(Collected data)
━━━
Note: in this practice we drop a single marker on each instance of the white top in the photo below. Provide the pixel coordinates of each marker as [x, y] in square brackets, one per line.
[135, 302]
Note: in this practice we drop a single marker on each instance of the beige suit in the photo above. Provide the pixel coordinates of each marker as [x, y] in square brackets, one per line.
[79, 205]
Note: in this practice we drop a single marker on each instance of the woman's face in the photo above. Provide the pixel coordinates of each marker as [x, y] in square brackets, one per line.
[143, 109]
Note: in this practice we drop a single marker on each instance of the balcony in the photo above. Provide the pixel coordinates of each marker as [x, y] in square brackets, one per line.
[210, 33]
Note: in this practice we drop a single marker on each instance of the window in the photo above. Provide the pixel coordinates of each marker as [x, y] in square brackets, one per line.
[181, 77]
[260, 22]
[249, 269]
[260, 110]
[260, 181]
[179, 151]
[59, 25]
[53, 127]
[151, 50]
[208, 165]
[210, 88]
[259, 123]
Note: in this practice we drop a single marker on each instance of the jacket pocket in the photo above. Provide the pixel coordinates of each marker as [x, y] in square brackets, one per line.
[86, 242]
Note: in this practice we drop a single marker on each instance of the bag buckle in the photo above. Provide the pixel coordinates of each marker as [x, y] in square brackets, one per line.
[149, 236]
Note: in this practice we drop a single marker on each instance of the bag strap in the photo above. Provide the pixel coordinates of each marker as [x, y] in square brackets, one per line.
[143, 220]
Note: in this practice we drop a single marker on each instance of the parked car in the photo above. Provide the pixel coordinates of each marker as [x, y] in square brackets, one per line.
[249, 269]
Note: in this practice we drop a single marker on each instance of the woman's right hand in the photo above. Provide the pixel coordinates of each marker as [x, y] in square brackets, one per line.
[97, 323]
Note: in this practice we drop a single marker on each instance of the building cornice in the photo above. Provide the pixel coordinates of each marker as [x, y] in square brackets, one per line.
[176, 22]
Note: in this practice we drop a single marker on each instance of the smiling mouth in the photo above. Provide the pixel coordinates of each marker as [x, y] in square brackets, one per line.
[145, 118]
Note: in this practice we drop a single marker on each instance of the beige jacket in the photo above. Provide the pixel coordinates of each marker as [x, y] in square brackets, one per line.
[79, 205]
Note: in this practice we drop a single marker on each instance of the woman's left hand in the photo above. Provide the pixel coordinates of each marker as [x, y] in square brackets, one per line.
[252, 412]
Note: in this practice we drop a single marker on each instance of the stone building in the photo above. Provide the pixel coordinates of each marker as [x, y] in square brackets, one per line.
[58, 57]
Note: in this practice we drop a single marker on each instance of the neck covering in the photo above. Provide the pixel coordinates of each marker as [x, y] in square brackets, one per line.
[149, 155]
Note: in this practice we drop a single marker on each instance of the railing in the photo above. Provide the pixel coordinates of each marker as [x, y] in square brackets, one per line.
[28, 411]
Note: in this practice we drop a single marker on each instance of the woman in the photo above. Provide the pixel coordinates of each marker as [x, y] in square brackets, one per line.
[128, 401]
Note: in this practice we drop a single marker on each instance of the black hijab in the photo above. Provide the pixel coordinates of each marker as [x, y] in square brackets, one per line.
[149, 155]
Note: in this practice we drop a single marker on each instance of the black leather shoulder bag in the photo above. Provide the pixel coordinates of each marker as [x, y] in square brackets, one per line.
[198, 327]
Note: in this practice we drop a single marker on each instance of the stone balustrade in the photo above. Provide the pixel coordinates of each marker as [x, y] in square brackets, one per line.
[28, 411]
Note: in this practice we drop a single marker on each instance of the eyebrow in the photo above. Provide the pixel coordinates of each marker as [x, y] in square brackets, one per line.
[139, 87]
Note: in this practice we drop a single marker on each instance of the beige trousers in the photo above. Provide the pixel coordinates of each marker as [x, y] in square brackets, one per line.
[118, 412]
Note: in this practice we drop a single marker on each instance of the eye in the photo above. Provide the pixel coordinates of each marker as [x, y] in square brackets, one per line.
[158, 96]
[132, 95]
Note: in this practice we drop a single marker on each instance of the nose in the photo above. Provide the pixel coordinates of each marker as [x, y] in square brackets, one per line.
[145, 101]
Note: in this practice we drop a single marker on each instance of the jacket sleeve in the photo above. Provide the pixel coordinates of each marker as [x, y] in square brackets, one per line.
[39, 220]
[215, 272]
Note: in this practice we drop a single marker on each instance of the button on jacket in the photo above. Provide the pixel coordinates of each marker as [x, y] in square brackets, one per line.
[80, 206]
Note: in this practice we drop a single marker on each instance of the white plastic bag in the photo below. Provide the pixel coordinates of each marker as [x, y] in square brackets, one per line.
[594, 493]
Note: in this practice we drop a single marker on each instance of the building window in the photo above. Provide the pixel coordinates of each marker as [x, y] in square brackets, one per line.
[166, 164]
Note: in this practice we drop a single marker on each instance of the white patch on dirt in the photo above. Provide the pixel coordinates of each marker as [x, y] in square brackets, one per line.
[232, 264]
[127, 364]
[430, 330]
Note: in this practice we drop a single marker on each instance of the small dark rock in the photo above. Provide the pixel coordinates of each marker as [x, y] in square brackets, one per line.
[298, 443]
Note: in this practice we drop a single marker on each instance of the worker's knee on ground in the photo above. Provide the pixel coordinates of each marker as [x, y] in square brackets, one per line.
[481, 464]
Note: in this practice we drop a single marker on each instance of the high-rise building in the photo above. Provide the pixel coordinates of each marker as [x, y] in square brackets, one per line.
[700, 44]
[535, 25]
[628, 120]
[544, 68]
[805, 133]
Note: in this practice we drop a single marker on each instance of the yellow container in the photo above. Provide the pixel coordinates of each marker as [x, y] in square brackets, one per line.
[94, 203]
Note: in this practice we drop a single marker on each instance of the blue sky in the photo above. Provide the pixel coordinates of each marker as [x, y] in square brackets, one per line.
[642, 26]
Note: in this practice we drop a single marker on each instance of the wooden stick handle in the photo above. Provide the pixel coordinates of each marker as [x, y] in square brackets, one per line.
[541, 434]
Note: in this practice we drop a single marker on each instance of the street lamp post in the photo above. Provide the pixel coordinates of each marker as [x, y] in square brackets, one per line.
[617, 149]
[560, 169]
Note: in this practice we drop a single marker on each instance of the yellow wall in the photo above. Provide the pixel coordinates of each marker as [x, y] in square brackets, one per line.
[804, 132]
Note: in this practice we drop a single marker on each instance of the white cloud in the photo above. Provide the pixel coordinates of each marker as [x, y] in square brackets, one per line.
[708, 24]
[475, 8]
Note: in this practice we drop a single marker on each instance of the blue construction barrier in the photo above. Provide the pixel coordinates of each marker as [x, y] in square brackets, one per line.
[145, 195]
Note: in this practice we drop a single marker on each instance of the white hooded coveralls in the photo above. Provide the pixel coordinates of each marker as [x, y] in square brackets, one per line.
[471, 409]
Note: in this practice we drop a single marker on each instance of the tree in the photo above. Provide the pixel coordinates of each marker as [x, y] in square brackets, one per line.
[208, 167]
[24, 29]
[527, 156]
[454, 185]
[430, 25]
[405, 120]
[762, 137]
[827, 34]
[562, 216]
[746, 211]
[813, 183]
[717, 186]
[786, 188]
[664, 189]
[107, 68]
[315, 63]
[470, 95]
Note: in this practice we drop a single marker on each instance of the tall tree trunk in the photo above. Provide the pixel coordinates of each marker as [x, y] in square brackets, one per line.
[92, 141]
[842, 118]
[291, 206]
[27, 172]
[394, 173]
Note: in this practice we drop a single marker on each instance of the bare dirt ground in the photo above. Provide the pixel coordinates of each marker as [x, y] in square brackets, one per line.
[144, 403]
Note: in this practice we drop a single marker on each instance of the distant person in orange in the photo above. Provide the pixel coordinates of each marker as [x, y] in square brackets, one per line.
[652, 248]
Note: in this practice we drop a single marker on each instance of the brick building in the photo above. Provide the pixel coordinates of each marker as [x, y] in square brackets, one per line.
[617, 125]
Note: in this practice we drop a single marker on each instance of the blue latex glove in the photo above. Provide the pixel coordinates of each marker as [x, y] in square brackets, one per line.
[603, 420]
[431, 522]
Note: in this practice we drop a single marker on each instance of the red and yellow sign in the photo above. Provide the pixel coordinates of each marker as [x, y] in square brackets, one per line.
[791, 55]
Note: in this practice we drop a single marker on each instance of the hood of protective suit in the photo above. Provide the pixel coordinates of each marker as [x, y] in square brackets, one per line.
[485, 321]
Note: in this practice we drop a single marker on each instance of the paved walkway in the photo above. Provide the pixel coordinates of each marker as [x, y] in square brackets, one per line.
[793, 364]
━━━
Set down nothing but the lines from the one with "the blue latex" through the end of the records, keeping each line exactly as written and including both ends.

## Answer to the problem:
Note: in this practice we drop a single marker on each instance of the blue latex glove in the photo above. Provide the pixel coordinates of each marker as [x, y] in square brackets, one per line.
[603, 420]
[431, 522]
Note: in this practice we drop a single marker on each instance of the red and yellow sign in the photo above. Provide the pixel coordinates of each marker as [x, y] in square brackets, one per line.
[791, 55]
Note: in this practice we drop a single marker on each instance of the hood of protective suit in the photo above. Provide the pixel coordinates of each marker as [x, y] in square brackets, one per line.
[485, 321]
Note: in this practice we drop a single marker on each instance of the paved walkway in the photo above. Provide the pixel coordinates of each marker as [x, y] in square brackets, one per line.
[793, 364]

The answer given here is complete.